* Passage
▼▼▼

A few leading discoveries almost preclude comparison between the ancients and moderns. In the arts, chemistry; in war, gunpowder; in knowledge and its diffusion, printing; in navigation, the compass, and astronomy; in politics and government, civil equality; in morals, manners, and social life, utility; and in the philosophy of mind, that the senses are the medium of ideas: these fundamental acquisitions in their various ramifications have effected entire revolutions in the material and intellectual world.

It is with the existing nations of the East, not those of the West, that the ancients bear the nearest analogy. Compare them with the Chinese, the Affghans, Turks, Persians, or Egyptians, and the points of resemblance are not so remote. In climate, soil, and geographical position, Italy and Greece belong more to Asia or Africa than to Europe. The Greeks and Romans were of Asiatic descent, but modern Europeans are of Teutonic or Celtic derivation. This diversity of origin is sufficient to account for important organic contrasts in national character, usages, and institutions. The civilization of the Chinese, Burmese, or Turks, is not strikingly dissimilar from that of the age of Augustus or Pericles. In passing from Pekin or Cabool to ancient Rome or Athens, a stranger would have met with little to excite his astonishment; for proof of this we have only to advert to a few leading features of coincidence.

▲▲▲

* Prompt 1
Can you reproduce the listing word for word, from the line containing "[point] beach (one" through the end of the listing, leaving out the pictures?
The listing that follows is unrelated to the passage on ancients and moderns.

* Data for this task
▼▼▼

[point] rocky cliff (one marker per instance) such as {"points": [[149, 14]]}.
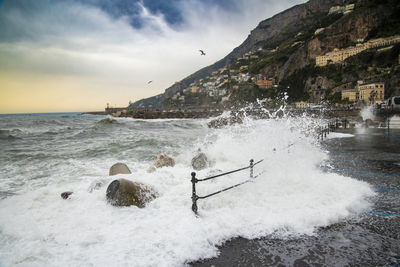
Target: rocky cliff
{"points": [[288, 41]]}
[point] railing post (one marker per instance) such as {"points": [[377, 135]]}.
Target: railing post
{"points": [[194, 196], [251, 167], [322, 133]]}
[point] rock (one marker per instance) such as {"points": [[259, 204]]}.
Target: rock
{"points": [[224, 121], [107, 120], [66, 195], [163, 160], [123, 192], [95, 185], [119, 168], [200, 161], [151, 169]]}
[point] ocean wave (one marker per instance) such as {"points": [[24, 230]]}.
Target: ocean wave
{"points": [[290, 196]]}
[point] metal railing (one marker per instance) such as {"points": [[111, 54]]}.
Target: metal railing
{"points": [[194, 180], [331, 127]]}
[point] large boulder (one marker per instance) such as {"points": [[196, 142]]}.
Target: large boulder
{"points": [[119, 168], [200, 161], [123, 192], [163, 160], [96, 185], [66, 195]]}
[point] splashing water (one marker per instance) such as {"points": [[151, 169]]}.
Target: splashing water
{"points": [[291, 196], [367, 112]]}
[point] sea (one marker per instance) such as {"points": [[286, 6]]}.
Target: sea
{"points": [[299, 187]]}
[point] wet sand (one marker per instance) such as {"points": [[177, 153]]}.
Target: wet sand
{"points": [[372, 155]]}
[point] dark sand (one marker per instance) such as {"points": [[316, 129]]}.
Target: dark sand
{"points": [[372, 155]]}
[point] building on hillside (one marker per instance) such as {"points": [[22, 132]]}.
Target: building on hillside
{"points": [[318, 94], [371, 92], [350, 95], [301, 104], [264, 83], [336, 9], [339, 55], [195, 89]]}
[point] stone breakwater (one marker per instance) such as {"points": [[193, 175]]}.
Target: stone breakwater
{"points": [[193, 113]]}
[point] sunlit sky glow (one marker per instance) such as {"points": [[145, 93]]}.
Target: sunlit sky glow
{"points": [[78, 55]]}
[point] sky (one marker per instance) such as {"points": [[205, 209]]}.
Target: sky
{"points": [[79, 55]]}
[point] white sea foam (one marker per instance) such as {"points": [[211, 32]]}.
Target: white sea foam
{"points": [[290, 196]]}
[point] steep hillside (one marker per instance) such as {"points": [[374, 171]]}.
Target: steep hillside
{"points": [[283, 47]]}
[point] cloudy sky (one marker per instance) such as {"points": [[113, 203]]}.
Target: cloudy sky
{"points": [[79, 55]]}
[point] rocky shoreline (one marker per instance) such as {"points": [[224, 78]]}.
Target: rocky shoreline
{"points": [[155, 113]]}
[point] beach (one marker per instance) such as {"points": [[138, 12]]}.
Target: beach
{"points": [[303, 196]]}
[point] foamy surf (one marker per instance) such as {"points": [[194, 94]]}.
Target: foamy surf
{"points": [[291, 196]]}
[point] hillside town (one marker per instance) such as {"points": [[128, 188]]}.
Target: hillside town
{"points": [[254, 74]]}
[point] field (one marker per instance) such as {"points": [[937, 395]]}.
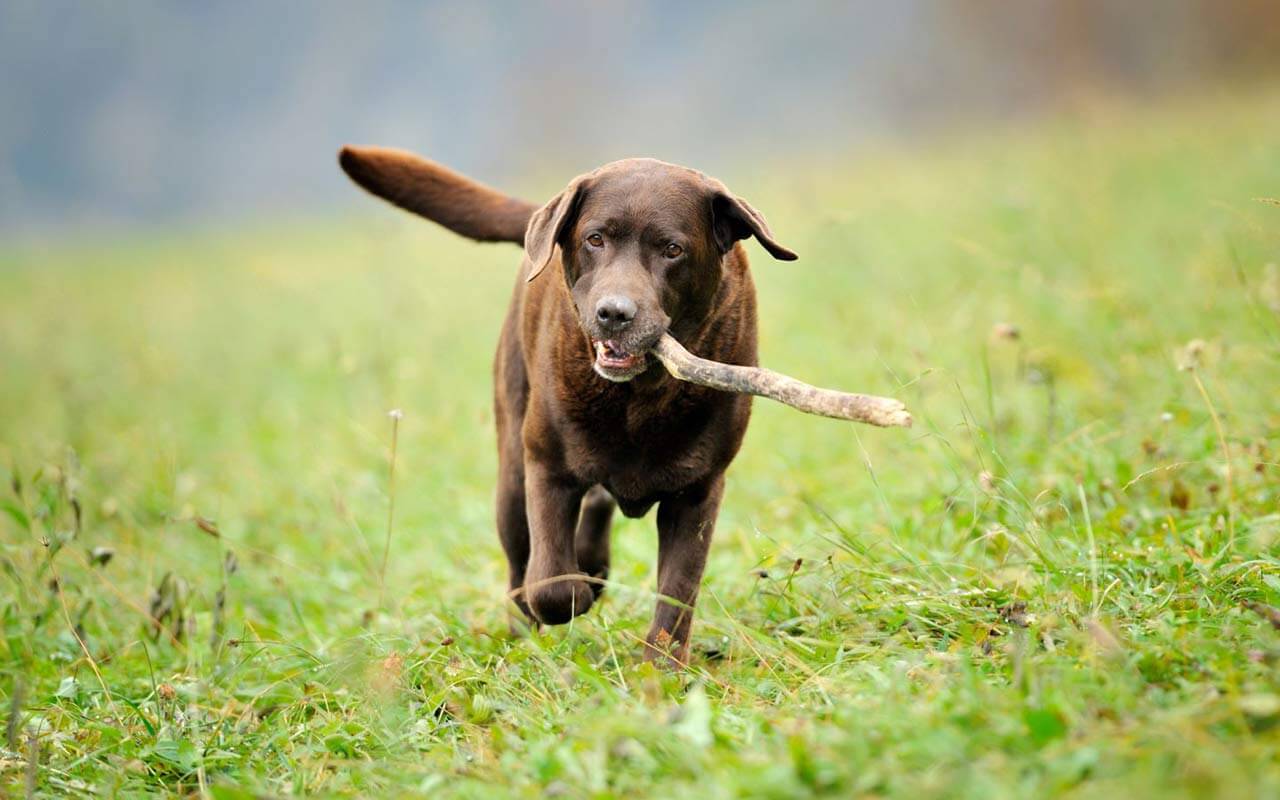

▲▲▲

* Prompt 2
According to the passage on ancients and moderns, what descent were the Greeks and Romans of?

* Task solution 1
[point] beach (one marker per instance) such as {"points": [[138, 12]]}.
Target: beach
{"points": [[303, 196]]}
[point] foamy surf (one marker per instance) such as {"points": [[194, 94]]}.
Target: foamy surf
{"points": [[291, 196]]}
[point] hillside town (one marker per instance) such as {"points": [[128, 188]]}.
Target: hillside town
{"points": [[254, 74]]}
[point] field (one marker per instance) such as {"points": [[937, 395]]}.

* Task solution 2
They were of Asiatic descent.